→ **PASSAGE**
It's Not About the Medicine

This weekend, I attended the 30th annual medical missions conference in Dallas, Texas. Going to classes, visiting booths, networking with missionaries, seeing familiar faces, and meeting new people who are also interested in missions were the highlights of the trip...just to name a few. 

I also spent the weekend with my team serving in Tanzania, Africa, this summer. Seven nursing students, two instructors, three doctors, their wives, plus two children will make this trip a blast.

I walked away from the conference with new medical knowledge about diabetes, wound care, and dehydration. More importantly, I left with a refreshed spirit towards mission work and a confident heart in the power of God around the world.

Perhaps the most important thread throughout the speakers and sessions at the conference was this: it's about so much more than medicine.

The reason we do medical missions is not to give shots, perform surgery, or dress wounds. It's really not even about healing disease. The reason that we do what we do is so that people can hear about our God and come to believe in Jesus. If we treat the illness and cure the disease without telling the patient about the spiritual healing we have through salvation in Jesus Christ, we have not done our mission. The reason we care for the sick is so that they can live to hear about Christ. We reach out to the desperate and dying so that they can discover the healing and hope found in Jesus.

All this reminds me of 1 Corinthians 13:1-3.

"If I speak in the tongues of men or of angels, but do not have love,
I am only a resounding gong or a clanging cymbal.

→ **RECORD EXCERPTS**
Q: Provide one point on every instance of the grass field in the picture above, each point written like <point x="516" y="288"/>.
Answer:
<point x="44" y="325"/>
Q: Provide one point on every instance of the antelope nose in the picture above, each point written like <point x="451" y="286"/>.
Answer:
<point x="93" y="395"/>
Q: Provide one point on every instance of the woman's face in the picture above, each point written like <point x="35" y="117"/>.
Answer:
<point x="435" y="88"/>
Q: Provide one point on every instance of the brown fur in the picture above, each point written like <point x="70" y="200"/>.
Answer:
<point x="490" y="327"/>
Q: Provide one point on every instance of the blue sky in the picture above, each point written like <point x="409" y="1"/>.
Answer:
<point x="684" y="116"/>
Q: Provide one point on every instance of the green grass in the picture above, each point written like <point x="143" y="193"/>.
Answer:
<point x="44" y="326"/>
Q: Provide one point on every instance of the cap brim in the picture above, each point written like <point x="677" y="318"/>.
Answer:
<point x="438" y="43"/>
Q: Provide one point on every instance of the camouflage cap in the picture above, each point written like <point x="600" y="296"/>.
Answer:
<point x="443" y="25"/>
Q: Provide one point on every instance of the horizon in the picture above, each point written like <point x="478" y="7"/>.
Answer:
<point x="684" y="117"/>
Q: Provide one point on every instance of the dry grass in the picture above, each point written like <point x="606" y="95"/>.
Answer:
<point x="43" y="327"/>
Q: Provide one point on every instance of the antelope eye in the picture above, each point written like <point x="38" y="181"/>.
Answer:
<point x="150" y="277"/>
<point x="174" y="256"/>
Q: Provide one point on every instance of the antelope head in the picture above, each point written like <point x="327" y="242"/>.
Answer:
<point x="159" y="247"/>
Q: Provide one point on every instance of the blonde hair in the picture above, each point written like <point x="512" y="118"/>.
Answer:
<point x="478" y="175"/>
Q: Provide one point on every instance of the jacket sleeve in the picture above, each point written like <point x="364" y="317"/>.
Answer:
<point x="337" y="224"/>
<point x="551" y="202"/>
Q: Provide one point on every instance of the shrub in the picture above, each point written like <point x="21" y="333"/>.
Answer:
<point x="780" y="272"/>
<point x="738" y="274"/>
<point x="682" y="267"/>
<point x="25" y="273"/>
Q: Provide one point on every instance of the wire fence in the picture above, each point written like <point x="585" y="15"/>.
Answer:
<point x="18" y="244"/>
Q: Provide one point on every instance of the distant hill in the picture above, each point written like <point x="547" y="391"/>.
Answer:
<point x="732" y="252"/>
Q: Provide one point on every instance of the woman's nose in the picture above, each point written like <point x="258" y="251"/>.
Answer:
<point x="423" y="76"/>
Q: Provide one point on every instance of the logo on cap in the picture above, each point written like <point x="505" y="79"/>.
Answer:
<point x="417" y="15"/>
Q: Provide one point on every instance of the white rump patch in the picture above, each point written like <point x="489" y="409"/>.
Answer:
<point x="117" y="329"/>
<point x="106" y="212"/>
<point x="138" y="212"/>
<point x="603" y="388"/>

→ **WORK ORDER**
Translate this sentence from the medical missions post into Spanish: "I walked away from the conference with new medical knowledge about diabetes, wound care, and dehydration."

→ **WRITTEN ANSWER**
Salí de la conferencia con nuevos conocimientos médicos sobre la diabetes, el cuidado de heridas y la deshidratación.